-- EXERCISE MATERIAL start --

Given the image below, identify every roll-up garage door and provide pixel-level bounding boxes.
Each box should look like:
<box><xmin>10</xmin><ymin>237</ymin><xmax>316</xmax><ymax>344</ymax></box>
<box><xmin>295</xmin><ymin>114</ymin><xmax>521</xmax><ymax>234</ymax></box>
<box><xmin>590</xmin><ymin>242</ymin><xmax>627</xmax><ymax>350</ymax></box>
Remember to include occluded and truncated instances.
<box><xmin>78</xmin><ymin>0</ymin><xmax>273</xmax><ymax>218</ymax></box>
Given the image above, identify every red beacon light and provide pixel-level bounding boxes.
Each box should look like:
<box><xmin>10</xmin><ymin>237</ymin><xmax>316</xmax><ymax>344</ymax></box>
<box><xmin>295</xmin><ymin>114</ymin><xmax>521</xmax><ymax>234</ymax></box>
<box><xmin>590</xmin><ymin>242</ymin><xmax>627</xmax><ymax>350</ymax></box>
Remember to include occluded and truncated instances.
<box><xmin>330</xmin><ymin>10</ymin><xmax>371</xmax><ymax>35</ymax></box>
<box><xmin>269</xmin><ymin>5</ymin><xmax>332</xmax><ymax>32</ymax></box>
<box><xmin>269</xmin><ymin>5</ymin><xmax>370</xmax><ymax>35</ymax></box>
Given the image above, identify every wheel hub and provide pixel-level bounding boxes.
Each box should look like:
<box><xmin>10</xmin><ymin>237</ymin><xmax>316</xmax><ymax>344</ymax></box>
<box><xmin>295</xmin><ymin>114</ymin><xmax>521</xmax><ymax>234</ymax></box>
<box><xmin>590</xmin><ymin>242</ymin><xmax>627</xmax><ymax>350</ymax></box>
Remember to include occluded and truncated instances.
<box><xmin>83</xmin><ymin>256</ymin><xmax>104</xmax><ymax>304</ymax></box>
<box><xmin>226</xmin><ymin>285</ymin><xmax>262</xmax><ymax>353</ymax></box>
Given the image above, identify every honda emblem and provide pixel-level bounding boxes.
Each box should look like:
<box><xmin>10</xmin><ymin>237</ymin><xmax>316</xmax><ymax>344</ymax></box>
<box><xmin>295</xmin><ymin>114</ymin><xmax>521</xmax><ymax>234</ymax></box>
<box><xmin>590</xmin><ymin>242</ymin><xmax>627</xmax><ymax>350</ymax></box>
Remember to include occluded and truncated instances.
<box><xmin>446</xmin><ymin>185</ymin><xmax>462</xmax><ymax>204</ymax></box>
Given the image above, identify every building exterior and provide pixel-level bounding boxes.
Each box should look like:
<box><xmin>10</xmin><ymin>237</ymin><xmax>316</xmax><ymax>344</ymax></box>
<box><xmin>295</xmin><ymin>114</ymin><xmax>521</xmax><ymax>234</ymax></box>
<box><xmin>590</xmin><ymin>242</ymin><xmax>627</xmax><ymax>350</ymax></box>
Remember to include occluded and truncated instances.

-- EXERCISE MATERIAL end --

# WORK TO BE COMPLETED
Can you print every line of the listing above, from the one containing "Given the image above, identify every building" down through the listing's final line, with both ends included and each line reproduced without any change?

# RESULT
Given the image above, identify every building exterior and provide pixel-level bounding boxes.
Each box should look like:
<box><xmin>10</xmin><ymin>237</ymin><xmax>316</xmax><ymax>344</ymax></box>
<box><xmin>295</xmin><ymin>114</ymin><xmax>521</xmax><ymax>234</ymax></box>
<box><xmin>590</xmin><ymin>242</ymin><xmax>627</xmax><ymax>350</ymax></box>
Remember to include occluded and truncated instances.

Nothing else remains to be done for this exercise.